# EXERCISE DATA
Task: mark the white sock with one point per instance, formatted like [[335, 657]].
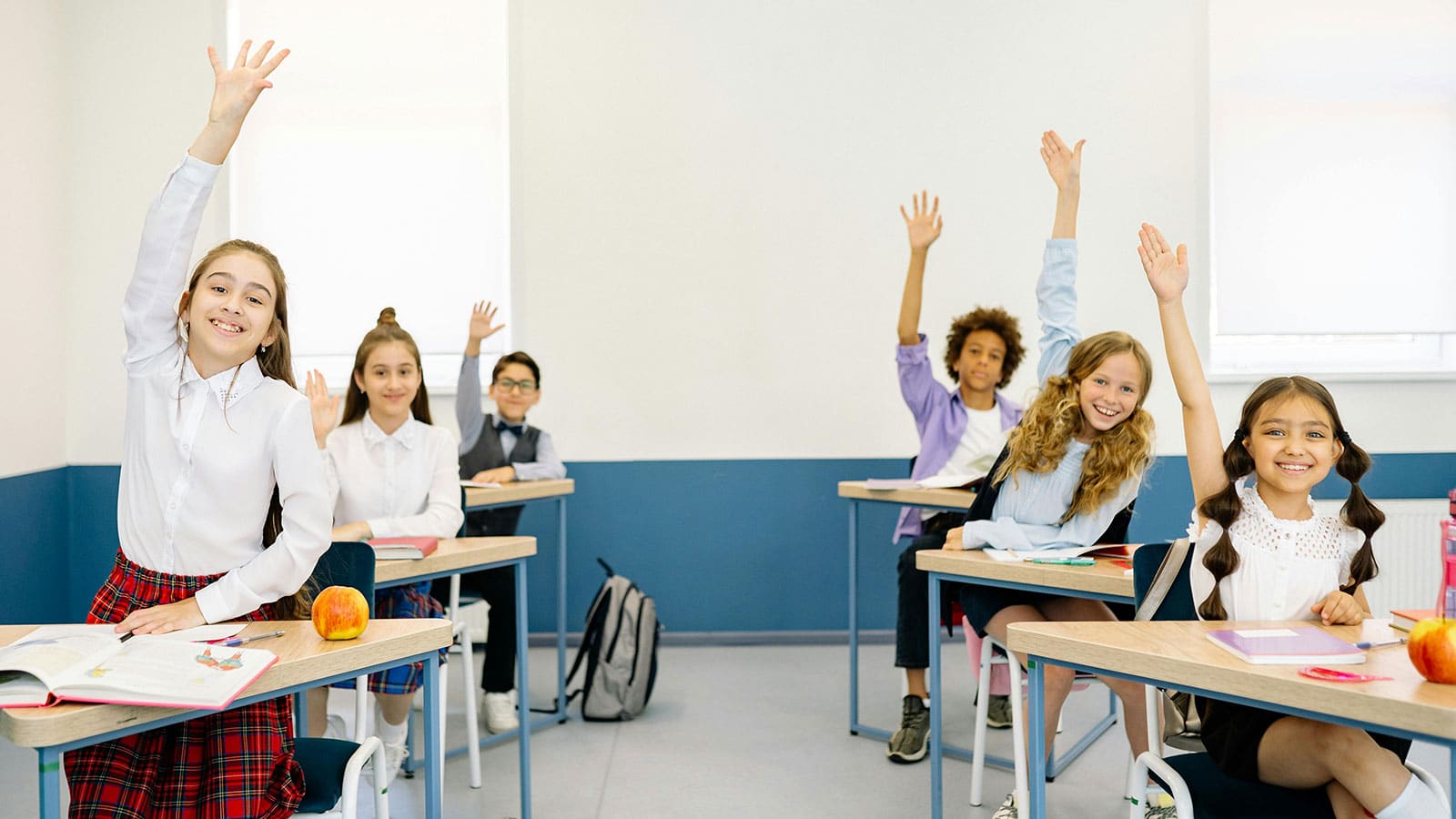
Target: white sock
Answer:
[[390, 733], [1416, 802]]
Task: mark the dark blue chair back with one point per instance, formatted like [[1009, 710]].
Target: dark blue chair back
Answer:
[[347, 564]]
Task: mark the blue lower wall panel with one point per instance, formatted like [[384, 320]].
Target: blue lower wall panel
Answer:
[[724, 545], [33, 525]]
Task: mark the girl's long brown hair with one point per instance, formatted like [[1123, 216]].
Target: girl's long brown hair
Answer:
[[276, 361], [1225, 504], [356, 402], [1040, 442]]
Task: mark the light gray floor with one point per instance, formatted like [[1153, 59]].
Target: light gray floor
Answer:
[[740, 732]]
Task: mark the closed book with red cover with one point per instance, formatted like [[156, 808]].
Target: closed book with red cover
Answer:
[[1286, 646], [404, 548]]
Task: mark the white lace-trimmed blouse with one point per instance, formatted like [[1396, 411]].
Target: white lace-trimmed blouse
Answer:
[[1285, 566]]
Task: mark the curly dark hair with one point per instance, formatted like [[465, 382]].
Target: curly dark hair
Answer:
[[995, 319]]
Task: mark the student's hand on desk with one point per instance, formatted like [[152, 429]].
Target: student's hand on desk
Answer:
[[925, 225], [325, 410], [954, 541], [160, 620], [357, 531], [499, 475], [1339, 610]]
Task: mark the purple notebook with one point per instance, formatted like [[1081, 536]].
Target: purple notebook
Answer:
[[1286, 646]]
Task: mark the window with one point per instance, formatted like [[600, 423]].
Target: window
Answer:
[[378, 169], [1332, 187]]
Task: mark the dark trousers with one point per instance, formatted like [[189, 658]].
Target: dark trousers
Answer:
[[497, 586], [912, 618]]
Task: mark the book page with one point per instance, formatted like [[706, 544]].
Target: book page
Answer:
[[157, 671]]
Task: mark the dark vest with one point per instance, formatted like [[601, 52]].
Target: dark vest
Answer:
[[488, 453]]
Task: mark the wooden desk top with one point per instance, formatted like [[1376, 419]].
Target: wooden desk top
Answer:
[[1178, 653], [519, 491], [456, 552], [938, 499], [302, 656], [1103, 579]]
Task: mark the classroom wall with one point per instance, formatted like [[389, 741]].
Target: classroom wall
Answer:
[[708, 257]]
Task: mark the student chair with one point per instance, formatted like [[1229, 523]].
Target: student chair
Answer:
[[331, 767], [1198, 787]]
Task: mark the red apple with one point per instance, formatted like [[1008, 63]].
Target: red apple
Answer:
[[339, 612], [1433, 649]]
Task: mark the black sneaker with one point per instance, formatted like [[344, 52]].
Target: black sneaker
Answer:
[[997, 712], [909, 743]]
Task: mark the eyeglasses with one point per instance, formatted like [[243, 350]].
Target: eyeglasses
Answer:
[[507, 385]]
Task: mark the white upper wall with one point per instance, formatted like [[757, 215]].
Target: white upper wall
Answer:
[[706, 241], [34, 234]]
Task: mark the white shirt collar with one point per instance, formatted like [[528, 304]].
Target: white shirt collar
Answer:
[[229, 385], [407, 435]]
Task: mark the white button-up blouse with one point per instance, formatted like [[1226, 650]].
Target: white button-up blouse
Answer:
[[404, 484], [201, 457], [1285, 566]]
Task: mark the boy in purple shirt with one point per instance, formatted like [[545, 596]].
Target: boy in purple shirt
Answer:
[[963, 429]]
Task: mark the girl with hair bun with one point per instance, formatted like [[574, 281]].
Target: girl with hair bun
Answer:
[[390, 474], [1259, 552]]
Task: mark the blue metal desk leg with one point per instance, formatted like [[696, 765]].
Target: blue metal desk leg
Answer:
[[561, 608], [50, 770], [854, 618], [434, 753], [935, 698], [523, 687], [1037, 742]]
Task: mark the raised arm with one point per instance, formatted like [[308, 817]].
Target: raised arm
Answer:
[[925, 229], [235, 92], [1065, 167], [1168, 276]]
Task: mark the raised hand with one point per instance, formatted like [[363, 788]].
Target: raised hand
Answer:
[[1167, 270], [482, 318], [324, 409], [1063, 164], [925, 225], [235, 91]]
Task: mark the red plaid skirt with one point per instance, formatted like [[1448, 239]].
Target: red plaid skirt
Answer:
[[237, 763]]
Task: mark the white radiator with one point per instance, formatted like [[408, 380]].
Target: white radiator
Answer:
[[1409, 550]]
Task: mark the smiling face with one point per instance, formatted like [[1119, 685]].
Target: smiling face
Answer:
[[1293, 445], [1110, 394], [979, 368], [513, 401], [230, 312], [389, 379]]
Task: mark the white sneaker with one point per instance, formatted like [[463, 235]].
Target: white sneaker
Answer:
[[500, 712]]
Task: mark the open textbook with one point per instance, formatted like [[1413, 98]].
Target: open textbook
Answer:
[[94, 665]]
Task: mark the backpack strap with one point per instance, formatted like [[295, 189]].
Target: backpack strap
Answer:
[[1164, 579]]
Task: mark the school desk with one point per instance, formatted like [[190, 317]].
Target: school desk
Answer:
[[1178, 654], [517, 493], [305, 661], [1106, 581], [856, 493], [456, 555]]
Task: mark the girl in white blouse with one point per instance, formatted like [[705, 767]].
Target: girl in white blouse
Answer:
[[1261, 554], [222, 511], [390, 474]]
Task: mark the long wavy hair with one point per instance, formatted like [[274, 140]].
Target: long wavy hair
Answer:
[[388, 329], [276, 361], [1055, 417], [1225, 504]]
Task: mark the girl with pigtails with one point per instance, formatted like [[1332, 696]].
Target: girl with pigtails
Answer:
[[1259, 552]]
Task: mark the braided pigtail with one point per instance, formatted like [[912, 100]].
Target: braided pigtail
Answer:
[[1358, 511], [1225, 508]]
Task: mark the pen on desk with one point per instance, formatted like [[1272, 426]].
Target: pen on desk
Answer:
[[1380, 643], [240, 640]]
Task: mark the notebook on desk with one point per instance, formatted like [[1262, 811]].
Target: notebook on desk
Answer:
[[1286, 646]]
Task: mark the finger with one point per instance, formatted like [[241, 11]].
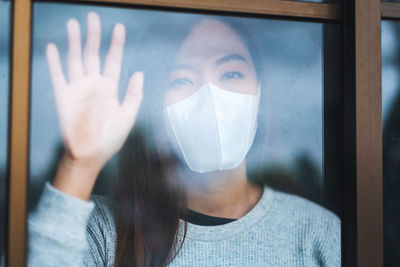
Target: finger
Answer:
[[133, 97], [56, 74], [112, 67], [74, 62], [92, 47]]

# EXERCISE DESCRIPTION
Please restate the whole listing exactly, without any of its pictures.

# RESPONSE BELOW
Task: mark the white sock with one point per instance, formatted like [[335, 657]].
Target: white sock
Answer:
[[390, 733], [1416, 802]]
Task: mark the dark blue chair back with one point per instance, formatted like [[1009, 710]].
Target: dark blue chair back
Answer:
[[347, 564]]
Task: mark the blue lower wall panel with one point per instance, formatted like [[384, 320]].
Target: blue lower wall panel
Answer:
[[724, 545], [33, 525]]
Task: mark the girl's long brown hair with one point per instance, formatted like [[1123, 216]].
Target: girl's long brown hair
Answer:
[[276, 361], [1225, 504], [356, 402], [1040, 442]]
Task: mark the light gray floor with one point per instance, formatted like [[1153, 59]].
Target: light gray floor
Answer:
[[740, 732]]
Task: mark the closed book with red cover with one point per instance, formatted like [[156, 808]].
Target: closed book with red cover
Answer:
[[1286, 646], [404, 548]]
Task: mark the white lace-trimmed blouse with one point per instance, formatted like [[1396, 411]].
Target: white lace-trimmed blouse
Answer:
[[1285, 566]]
Task: mark the curly dark hair with one point per instance, formatted like [[465, 382]].
Target: curly dark hair
Answer:
[[995, 319]]
Task: mark the student's hand on desk with one point per instance, formatted like [[152, 429]].
Target: student's hand on desk
Answer:
[[925, 225], [325, 410], [954, 541], [160, 620], [357, 531], [499, 475], [1339, 610]]
Task: mark the purple notebook with one point per instance, formatted like [[1081, 536]].
Target: purple notebook
Answer:
[[1286, 646]]
Task: mark the window with one point per instance, formatted like [[600, 423]].
Target: window
Answer:
[[378, 169], [1332, 187]]
Task: mark the dark trousers with one point per instance, formatted like [[189, 658]].
Target: dark trousers
Answer:
[[497, 586], [912, 618]]
Task: mark the book page with one point per instance, formatted like [[706, 544]].
Target: book page
Answer:
[[157, 671]]
Task: mark the dark vest with one point per instance, formatted like [[601, 52]].
Target: dark vest
Answer:
[[488, 453]]
Task: mark the wooden desk top with one point per instance, formatted like [[1376, 419]].
Target: wooden desk top
Answer:
[[1178, 653], [519, 491], [456, 552], [938, 499], [302, 656], [1103, 579]]
Task: mark the classroom wall with one point per instance, formatted like [[389, 741]].
Target: classroom wall
Answer:
[[708, 257]]
Task: mark the student chair with one point per instance, formatted like [[1229, 523]].
Target: student chair
Answer:
[[331, 767], [1198, 787]]
Task: mark the red apple with one point per instance, formatted like [[1008, 63]].
Target: red apple
Answer:
[[339, 612], [1433, 649]]
Task: mark the black sneaker with one point per instance, formatted like [[344, 52]].
Target: black sneaker
Answer:
[[997, 712], [909, 743]]
Task: mark the eyeglasses with one point per instance, formatted like [[243, 350]].
Target: eyeglasses
Answer:
[[507, 385]]
Task: mark the white upper wall with one point per instance, formatted like [[757, 215]].
Target: white upper wall
Answer:
[[706, 241], [34, 234]]
Task: mark the white shirt collar with one point per instance, formatted like [[528, 304]].
Target: white shirt collar
Answer:
[[229, 385], [407, 435]]
Task: mark the white button-up blouse with one point per instance, formatted like [[1226, 650]].
Target: white button-up blouse
Answer:
[[404, 484], [201, 457], [1285, 566]]
Task: mark the boy in purple shirt with one point per instance, formatted like [[545, 596]].
Target: boy in purple shirt
Answer:
[[963, 429]]
Task: mark the girl with hair bun with one point per instance, formatted like [[574, 281]].
Target: girl with hair bun
Answer:
[[390, 474], [1259, 552]]
Task: mark the blue metal desk leg with one point per instance, formatted like [[696, 765]].
Target: blue metal desk leg
Answer:
[[561, 608], [50, 770], [854, 618], [434, 753], [935, 698], [523, 687], [1037, 742]]
Task: mark the raised arm with one point per instance, formatted like [[308, 817]].
Target: raised arm
Answer:
[[925, 229], [235, 92], [1065, 167], [1168, 276]]
Task: mark the raised hand with one point per instance, formatted like [[363, 788]].
Target: raised hand
Answer:
[[1167, 270], [482, 318], [324, 409], [1063, 164], [925, 225], [235, 91]]
Task: mark the red plaid skirt with one point per instance, formatted like [[1448, 239]].
Target: red plaid skirt
Answer:
[[237, 763]]
Task: mark the white radiator with one point per instance, formatted like [[408, 380]].
Target: white radiator
Answer:
[[1409, 550]]
Task: mark the smiling face with one point per instance, formatted like [[1119, 685]].
Target: smiling face
Answer:
[[1293, 445], [1110, 394], [979, 368], [513, 401], [230, 312], [389, 379]]
Task: mark the white sneaker with one point per instance, formatted like [[463, 235]].
Target: white sneaker
Answer:
[[500, 712]]
Task: mark the open textbook with one point per instance, formatted like [[1413, 98]].
Target: open textbook
Answer:
[[94, 665]]
Task: mark the backpack strap with one point per instance, formatted like [[295, 189]].
Target: backpack strap
Answer:
[[1164, 579]]
Task: mark the school desk with one point per instance, formatted like [[190, 317]].
Target: school desk
Answer:
[[1178, 654], [517, 493], [305, 661], [1106, 581], [856, 493], [456, 555]]
Task: mark the girl in white blouse with one point per instance, formatted like [[705, 767]].
Target: girl in white blouse
Answer:
[[1261, 554], [222, 511], [390, 474]]
Task: mark the long wavy hair with one point per instance, formatted like [[274, 140]].
Target: long wavy hair
Answer:
[[388, 329], [276, 361], [1055, 417], [1225, 504]]
Task: mark the girl with pigtails with one point per instance, formatted like [[1332, 696]].
Target: girl with pigtails
Answer:
[[1259, 552]]
Task: mark the braided pigtail with one point per instance, formatted like [[912, 100]].
Target: braided pigtail
Answer:
[[1358, 511], [1225, 508]]
Task: mark the pen on desk with one point per instance, formatted like [[1272, 426]].
Target: pen on desk
Answer:
[[1380, 643], [240, 640]]
Task: mark the notebook on desk with one point per instance, formatted like [[1262, 811]].
Target: notebook on desk
Answer:
[[1286, 646]]
Task: mark the finger with one point per instance, formatted like [[241, 11]].
Target: finger
Answer:
[[133, 97], [56, 74], [112, 67], [74, 62], [92, 47]]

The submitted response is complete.